→ **Dataset entries**:
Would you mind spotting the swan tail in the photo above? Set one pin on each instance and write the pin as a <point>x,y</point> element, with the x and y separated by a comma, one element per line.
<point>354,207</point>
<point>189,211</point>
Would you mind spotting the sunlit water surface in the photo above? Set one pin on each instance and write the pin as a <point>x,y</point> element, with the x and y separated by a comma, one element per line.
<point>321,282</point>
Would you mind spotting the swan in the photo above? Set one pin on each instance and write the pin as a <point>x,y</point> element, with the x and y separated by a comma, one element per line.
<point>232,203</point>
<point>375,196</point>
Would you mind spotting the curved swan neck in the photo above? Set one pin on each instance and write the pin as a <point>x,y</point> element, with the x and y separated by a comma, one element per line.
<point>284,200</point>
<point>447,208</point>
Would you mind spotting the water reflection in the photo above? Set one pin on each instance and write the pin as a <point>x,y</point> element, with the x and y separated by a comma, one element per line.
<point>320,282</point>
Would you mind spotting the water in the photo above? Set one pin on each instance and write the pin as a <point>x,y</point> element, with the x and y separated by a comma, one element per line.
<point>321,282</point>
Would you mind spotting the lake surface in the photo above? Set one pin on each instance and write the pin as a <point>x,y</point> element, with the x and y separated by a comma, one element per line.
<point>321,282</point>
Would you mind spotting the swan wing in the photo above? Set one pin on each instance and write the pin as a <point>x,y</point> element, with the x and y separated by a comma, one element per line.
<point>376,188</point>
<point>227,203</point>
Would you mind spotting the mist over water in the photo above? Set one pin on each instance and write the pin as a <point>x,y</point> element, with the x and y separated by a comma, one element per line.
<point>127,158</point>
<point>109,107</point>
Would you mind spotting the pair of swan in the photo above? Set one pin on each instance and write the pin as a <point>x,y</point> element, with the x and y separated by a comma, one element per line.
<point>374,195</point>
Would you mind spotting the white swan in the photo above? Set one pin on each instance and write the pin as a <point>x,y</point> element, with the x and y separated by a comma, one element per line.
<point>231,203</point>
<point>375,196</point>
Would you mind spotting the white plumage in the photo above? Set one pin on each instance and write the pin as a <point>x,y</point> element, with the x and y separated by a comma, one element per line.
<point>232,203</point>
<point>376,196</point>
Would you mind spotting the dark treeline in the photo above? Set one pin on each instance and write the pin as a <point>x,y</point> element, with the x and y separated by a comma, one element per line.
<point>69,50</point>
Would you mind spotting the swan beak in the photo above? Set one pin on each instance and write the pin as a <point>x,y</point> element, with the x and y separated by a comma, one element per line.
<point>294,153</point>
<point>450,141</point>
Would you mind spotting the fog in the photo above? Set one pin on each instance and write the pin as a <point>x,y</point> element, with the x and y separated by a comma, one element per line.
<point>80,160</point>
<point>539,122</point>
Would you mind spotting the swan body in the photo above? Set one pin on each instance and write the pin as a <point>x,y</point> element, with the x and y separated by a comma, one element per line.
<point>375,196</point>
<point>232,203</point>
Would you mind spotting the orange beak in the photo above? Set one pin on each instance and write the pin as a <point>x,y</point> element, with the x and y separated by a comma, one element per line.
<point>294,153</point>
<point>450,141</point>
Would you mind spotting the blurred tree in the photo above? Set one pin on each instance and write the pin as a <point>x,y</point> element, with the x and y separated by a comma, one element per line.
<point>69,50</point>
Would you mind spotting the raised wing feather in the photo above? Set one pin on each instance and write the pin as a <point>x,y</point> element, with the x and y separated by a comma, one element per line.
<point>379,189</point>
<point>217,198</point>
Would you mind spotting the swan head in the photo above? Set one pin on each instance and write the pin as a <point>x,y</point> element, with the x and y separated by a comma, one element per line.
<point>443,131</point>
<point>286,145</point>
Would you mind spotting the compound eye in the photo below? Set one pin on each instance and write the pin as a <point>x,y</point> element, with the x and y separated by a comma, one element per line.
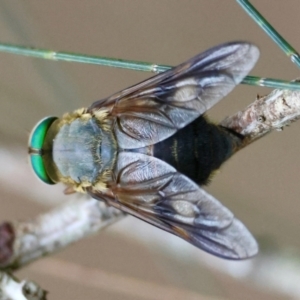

---

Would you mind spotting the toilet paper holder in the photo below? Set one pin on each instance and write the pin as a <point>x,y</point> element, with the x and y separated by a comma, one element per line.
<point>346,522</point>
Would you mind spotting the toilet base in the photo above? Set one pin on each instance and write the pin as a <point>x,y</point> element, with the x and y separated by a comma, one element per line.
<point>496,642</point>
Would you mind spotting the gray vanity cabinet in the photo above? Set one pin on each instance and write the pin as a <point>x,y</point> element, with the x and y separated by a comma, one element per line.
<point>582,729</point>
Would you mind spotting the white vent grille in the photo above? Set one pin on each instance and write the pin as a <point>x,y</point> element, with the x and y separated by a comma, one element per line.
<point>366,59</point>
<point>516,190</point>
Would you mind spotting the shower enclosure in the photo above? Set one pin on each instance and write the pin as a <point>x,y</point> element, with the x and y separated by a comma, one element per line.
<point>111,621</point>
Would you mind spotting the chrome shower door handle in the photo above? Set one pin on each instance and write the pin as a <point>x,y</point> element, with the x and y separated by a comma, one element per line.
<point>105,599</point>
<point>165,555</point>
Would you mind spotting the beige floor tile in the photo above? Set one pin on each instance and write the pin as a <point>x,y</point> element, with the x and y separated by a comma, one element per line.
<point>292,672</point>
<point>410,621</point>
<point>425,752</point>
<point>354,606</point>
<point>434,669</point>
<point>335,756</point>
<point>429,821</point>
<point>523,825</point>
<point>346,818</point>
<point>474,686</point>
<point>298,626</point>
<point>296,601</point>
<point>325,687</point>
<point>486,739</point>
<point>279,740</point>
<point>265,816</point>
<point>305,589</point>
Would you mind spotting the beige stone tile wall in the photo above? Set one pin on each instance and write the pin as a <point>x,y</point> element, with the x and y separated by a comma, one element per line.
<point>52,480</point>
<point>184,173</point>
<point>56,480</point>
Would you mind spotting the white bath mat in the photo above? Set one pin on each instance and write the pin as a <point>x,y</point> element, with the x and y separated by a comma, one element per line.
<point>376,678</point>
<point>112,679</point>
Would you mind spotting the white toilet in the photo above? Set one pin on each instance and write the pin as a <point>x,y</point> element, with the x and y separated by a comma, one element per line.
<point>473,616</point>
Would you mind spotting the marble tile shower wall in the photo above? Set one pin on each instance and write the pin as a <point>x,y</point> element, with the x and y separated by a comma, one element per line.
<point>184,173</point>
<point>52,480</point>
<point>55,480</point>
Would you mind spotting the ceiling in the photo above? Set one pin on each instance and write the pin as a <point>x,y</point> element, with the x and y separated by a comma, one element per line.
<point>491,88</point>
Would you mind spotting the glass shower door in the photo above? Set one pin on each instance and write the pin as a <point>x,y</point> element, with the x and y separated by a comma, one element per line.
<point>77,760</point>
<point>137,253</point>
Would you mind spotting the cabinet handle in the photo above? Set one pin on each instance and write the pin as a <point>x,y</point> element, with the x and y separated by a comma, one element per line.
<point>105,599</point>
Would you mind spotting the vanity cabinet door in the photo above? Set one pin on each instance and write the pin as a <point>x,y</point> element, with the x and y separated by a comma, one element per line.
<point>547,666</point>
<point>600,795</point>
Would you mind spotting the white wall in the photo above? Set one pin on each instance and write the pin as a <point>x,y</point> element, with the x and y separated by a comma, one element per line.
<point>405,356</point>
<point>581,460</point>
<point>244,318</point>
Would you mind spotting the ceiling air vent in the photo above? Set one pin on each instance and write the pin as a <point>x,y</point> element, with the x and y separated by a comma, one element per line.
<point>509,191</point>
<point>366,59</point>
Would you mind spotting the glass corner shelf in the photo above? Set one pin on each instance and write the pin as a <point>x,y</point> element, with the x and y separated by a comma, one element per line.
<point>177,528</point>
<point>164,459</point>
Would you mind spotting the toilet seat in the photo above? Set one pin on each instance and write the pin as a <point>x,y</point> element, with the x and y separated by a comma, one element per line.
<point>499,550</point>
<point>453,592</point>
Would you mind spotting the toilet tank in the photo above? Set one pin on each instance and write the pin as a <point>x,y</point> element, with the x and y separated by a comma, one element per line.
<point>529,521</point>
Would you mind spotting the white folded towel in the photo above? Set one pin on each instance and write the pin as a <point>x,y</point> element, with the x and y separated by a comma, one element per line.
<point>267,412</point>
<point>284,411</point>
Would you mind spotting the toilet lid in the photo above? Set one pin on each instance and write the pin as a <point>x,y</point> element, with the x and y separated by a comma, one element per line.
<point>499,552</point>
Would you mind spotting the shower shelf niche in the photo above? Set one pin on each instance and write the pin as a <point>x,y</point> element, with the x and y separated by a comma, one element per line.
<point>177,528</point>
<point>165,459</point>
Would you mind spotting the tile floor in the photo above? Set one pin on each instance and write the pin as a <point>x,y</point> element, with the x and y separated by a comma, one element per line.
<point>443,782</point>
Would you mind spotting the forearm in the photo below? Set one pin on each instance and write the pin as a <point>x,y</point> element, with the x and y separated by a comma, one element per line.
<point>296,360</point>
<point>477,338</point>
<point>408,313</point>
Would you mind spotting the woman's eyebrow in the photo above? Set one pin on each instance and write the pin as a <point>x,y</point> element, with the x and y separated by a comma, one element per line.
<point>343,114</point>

==

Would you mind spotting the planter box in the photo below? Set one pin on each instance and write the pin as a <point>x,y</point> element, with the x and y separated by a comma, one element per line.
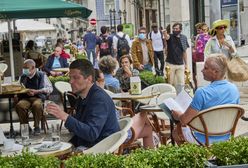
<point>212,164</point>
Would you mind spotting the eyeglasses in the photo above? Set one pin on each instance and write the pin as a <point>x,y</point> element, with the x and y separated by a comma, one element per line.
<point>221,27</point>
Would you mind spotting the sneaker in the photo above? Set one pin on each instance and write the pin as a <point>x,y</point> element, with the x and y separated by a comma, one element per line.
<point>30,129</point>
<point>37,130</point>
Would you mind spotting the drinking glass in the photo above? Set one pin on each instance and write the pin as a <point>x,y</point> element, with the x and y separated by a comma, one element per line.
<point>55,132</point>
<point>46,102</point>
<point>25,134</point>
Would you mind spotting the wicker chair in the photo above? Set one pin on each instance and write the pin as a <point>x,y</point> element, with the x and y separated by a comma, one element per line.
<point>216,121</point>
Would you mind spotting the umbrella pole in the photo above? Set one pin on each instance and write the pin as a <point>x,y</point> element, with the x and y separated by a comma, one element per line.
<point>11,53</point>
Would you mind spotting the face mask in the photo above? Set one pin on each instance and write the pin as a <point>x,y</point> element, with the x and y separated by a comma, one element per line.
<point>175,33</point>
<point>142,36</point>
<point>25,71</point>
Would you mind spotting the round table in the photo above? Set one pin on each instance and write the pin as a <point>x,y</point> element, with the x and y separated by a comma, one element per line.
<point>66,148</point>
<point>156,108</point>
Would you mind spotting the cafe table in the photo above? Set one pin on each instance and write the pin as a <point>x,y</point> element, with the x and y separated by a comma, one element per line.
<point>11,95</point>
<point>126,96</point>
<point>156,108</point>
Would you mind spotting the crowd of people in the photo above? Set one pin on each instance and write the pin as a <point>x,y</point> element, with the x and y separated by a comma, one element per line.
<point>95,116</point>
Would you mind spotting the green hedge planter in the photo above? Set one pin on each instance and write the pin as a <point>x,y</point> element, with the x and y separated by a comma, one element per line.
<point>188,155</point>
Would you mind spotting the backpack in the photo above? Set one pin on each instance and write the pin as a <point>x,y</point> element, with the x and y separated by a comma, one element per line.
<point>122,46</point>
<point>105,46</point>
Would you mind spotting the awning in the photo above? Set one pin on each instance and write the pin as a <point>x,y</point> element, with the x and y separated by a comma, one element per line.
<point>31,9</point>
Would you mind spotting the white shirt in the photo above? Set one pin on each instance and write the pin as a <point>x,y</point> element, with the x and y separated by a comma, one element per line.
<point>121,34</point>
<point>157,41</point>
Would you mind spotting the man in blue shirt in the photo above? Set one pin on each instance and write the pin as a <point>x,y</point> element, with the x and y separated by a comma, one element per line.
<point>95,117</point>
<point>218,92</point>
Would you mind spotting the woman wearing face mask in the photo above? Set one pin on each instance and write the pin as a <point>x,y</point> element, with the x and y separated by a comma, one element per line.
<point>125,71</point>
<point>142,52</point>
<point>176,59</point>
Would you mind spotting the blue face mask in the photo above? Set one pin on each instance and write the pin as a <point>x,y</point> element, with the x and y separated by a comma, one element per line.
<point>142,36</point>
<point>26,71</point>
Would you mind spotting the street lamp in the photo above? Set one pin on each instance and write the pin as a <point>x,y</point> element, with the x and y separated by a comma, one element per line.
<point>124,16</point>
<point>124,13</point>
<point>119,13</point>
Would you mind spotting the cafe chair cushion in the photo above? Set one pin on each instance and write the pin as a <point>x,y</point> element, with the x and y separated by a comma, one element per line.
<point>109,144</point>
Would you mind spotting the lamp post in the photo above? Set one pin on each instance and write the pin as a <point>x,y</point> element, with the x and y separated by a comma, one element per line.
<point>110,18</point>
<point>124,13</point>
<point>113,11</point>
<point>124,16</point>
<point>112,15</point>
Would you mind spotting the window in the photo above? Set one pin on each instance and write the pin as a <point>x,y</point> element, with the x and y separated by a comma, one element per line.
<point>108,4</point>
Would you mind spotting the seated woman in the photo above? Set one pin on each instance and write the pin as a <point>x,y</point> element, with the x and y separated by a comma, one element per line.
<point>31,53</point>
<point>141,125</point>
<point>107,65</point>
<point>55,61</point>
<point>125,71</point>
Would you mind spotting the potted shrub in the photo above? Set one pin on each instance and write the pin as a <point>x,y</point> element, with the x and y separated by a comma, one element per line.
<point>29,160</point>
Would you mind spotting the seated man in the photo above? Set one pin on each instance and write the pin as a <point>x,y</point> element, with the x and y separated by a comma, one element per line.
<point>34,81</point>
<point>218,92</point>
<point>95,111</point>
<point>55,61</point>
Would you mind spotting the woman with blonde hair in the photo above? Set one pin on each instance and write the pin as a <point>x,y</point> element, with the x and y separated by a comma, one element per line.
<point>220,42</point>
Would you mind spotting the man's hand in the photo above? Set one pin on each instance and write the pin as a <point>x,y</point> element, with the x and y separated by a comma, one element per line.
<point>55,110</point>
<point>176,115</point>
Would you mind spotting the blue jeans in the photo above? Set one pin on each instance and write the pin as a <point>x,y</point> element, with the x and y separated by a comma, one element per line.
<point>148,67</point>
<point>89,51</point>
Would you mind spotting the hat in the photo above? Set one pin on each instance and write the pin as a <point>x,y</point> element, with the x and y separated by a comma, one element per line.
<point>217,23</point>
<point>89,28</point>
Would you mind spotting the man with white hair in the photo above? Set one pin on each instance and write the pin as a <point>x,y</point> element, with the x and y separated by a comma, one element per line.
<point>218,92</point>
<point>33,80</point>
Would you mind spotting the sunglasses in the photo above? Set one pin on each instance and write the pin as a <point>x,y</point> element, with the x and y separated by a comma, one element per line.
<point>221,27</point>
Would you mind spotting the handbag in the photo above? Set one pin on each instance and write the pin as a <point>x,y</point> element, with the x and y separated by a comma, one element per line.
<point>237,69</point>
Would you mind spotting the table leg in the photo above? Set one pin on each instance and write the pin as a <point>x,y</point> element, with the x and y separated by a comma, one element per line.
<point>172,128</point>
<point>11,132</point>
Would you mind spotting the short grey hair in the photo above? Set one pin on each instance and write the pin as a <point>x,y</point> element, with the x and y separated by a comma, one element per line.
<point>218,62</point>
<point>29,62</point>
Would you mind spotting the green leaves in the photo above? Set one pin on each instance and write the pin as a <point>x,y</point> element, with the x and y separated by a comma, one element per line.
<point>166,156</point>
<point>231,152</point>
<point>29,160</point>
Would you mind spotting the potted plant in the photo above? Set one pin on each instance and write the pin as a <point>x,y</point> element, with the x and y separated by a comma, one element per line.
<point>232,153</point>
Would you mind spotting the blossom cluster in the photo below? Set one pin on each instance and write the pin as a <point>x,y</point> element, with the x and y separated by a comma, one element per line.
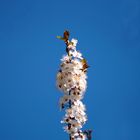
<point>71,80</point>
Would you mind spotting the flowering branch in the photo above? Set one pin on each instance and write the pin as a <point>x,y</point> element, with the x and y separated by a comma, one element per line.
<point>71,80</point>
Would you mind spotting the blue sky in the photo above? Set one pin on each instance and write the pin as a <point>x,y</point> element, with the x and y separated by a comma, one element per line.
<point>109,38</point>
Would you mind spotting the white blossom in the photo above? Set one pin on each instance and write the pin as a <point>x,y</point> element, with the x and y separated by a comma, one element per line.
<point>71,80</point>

→ **EXERCISE GOAL**: Above are some records; copy exactly the lines from the one with "Would you mind spotting the swan head" through the one with "Would you mind spotting the compound", both included, and no others.

→ **RESPONSE**:
Would you mind spotting the swan head in the photo above? Set one pin on each instance and write the pin as a <point>x,y</point> element, with the x and y separated by a comma, one element per line.
<point>443,131</point>
<point>286,145</point>
Would you mind spotting the compound eye in the photo below? Set one pin on each instance and write the pin as a <point>x,y</point> element, with the x and y separated by a comma, one element per line.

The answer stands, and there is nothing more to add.